Material provided:
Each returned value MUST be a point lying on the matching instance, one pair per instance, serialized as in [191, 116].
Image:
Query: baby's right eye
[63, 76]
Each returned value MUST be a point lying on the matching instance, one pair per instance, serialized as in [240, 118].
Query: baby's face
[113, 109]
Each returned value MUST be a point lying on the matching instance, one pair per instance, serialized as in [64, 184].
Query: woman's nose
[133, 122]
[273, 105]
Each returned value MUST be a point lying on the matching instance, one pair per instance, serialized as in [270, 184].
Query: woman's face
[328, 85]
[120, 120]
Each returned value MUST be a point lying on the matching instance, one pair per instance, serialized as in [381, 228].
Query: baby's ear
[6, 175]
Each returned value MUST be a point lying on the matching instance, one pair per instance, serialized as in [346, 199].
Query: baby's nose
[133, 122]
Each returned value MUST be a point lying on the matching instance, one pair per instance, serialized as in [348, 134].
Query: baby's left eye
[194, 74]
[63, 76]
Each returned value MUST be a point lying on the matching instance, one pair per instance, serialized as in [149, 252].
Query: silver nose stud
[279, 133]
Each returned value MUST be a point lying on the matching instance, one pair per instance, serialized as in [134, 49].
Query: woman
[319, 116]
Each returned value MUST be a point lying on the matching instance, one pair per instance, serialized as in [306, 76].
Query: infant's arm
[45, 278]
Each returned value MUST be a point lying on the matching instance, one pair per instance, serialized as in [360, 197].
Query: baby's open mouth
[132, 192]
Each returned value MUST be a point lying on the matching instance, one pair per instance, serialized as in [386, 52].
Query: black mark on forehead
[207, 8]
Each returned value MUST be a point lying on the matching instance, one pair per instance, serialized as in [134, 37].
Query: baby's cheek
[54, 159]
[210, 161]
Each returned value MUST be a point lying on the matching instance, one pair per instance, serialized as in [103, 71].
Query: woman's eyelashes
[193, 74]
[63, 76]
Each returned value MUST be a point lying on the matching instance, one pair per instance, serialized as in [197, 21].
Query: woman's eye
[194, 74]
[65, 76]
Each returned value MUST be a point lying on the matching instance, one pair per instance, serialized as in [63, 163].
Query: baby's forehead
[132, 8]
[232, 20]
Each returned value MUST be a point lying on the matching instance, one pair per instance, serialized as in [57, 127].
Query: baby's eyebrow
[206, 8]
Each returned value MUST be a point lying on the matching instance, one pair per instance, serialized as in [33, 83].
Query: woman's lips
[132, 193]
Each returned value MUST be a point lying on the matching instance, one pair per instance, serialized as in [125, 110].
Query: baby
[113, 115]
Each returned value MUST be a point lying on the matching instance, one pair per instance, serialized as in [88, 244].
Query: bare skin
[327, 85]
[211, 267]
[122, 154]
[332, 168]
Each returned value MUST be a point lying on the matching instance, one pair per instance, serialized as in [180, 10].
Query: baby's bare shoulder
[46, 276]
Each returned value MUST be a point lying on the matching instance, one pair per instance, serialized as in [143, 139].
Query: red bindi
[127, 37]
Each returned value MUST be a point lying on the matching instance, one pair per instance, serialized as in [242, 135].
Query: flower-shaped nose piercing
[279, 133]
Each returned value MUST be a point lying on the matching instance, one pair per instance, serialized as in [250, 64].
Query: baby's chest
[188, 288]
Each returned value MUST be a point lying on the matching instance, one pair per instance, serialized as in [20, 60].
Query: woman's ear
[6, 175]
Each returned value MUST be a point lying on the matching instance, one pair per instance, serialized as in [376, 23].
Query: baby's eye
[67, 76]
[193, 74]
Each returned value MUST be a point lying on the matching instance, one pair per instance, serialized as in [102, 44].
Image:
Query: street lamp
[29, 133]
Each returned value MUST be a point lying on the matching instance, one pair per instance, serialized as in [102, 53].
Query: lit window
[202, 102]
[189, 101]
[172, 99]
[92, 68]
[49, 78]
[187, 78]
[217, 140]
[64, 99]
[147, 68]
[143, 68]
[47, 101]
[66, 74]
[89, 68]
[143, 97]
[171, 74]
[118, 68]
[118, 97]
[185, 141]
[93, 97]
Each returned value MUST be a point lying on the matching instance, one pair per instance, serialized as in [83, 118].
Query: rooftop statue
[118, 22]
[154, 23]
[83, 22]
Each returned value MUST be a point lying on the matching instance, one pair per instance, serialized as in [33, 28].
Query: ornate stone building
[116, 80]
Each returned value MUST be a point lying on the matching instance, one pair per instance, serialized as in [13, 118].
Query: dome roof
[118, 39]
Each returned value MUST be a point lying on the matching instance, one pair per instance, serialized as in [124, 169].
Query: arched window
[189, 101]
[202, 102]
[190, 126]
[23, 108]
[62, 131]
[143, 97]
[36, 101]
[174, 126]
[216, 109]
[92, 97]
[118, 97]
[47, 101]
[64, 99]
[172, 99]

What is needed: Copy out the records once more, with nothing altered.

Result of this task:
Each returned value MUST be a point lying on the matching instance, one pair per instance, serialized as in [191, 116].
Image:
Query: baby's right eye
[63, 76]
Each returned value MUST be a point lying on the matching instance, one pair per instance, serialized as in [240, 118].
Query: baby's face
[113, 109]
Each returned value MUST be a point lying on the matching instance, one pair per instance, serialized as in [64, 184].
Query: woman's nose
[133, 122]
[273, 105]
Each returned value MUST be a point lying on the matching instance, one pair per instance, serialized as in [270, 184].
Query: woman's face
[328, 85]
[120, 120]
Each returned value MUST be a point lying on the matching instance, one pair per instance, serialized as in [381, 228].
Query: baby's ear
[6, 175]
Each returned value MUST be a point lying on the matching instance, one pair per instance, serialized as in [346, 199].
Query: baby's nose
[133, 122]
Each returned value MUST be a point lying on the matching instance, one pair per instance, serialized as in [348, 134].
Query: baby's left eye
[194, 74]
[63, 76]
Each returned value MUST be a point lying on the matching instance, one pair per instance, serialized as in [149, 252].
Query: silver nose stud
[279, 133]
Each returned value MUST be a point lying on the matching instance, one pair per instance, serialized as in [134, 49].
Query: woman
[319, 116]
Each returned value MUST be a point lying on the matching instance, one pair per instance, serialized as in [306, 76].
Query: infant's arm
[45, 278]
Each returned value MUST be a point lying on the matching instance, one pair per instance, serialized as in [360, 197].
Query: baby's open mouth
[132, 192]
Each returned value MUST be a point lying on the matching instance, one pair per instance, serialized as in [386, 52].
Query: black mark on forehead
[207, 8]
Each returned value MUST be a point lying on the matching instance, one pair per instance, serialized as in [134, 37].
Query: baby's cheek
[54, 159]
[210, 161]
Each returned value MUST be a point lying on the matching instance, one pair per instance, serialized as in [103, 71].
Query: woman's eyelashes
[193, 74]
[63, 76]
Each returned value MUST be a point lying on the matching instance, one pair per instance, serialized as in [197, 21].
Query: woman's eye
[194, 74]
[65, 76]
Each returned value MUST be a point lying on the matching instance, one pair per instance, serialized as in [63, 163].
Query: baby's forehead
[132, 8]
[232, 20]
Each returned value MUST be a point lying on the matching instance, one pair per instance, serialized as in [57, 127].
Query: baby's eyebrow
[206, 8]
Each returned value MUST be a point lying on the matching instance, one pair per instance, serialized as in [33, 83].
Query: woman's lips
[132, 193]
Each returned value MUST be a point lying on the matching instance, one pair per instance, serialized as in [125, 110].
Query: baby
[113, 115]
Each returned value MUST be a point lying on the matching instance, one pair per instance, serialized as in [88, 244].
Query: bare skin
[327, 85]
[211, 267]
[122, 154]
[332, 168]
Each returned value MUST be a point lying on the matching instance, one pair per instance, serialized as in [180, 10].
Query: baby's bare shoulder
[46, 276]
Each returned value MUST be a point lying on the matching instance, one pair per instance, serialized as in [143, 139].
Query: red bindi
[127, 37]
Each returned value MUST be a point lying on the matching instance, one pair per instance, serialized as in [242, 135].
Query: flower-shaped nose piercing
[279, 133]
Each returned value MUST be a point lying on the matching instance, one pair per instance, serialized as in [250, 64].
Query: baby's chest
[188, 288]
Each returned value MUST be a point lying on the matching instance, one pair per instance, serialized as in [20, 60].
Query: woman's ear
[6, 175]
Each returned value MUST be a point lying on the matching instance, one pair per instance, serialized as in [376, 23].
Query: baby's eye
[67, 76]
[193, 74]
Each returned value MUST be a point lying on the matching instance, one pair per instance, serialized as in [102, 44].
Image:
Query: street lamp
[29, 133]
Each returned value MUST be a point lying on the matching instance, one pair per instance, serialized as in [102, 53].
Query: lit window
[202, 102]
[189, 101]
[172, 99]
[92, 68]
[49, 78]
[187, 78]
[217, 140]
[64, 99]
[147, 68]
[143, 68]
[47, 101]
[66, 74]
[89, 68]
[143, 97]
[171, 74]
[118, 68]
[118, 97]
[185, 141]
[93, 97]
Each returned value MUST be a point lying on the matching instance, one pair per instance, serialized as in [83, 118].
Query: rooftop statue
[118, 22]
[154, 23]
[83, 22]
Each returned value MUST be a point lying on the matching instance, one pair per instance, serialized as in [33, 28].
Query: ornate stone building
[116, 80]
Each returned value MUST be a point lying on the matching instance, one pair per instance, serialized as in [13, 118].
Query: dome roof
[118, 39]
Each returned value MUST be a point lying on the matching instance, one pair per instance, serialized as in [124, 169].
Query: arched window
[189, 101]
[202, 102]
[190, 126]
[23, 108]
[62, 131]
[143, 97]
[36, 101]
[174, 126]
[216, 109]
[92, 97]
[118, 97]
[47, 101]
[64, 99]
[172, 99]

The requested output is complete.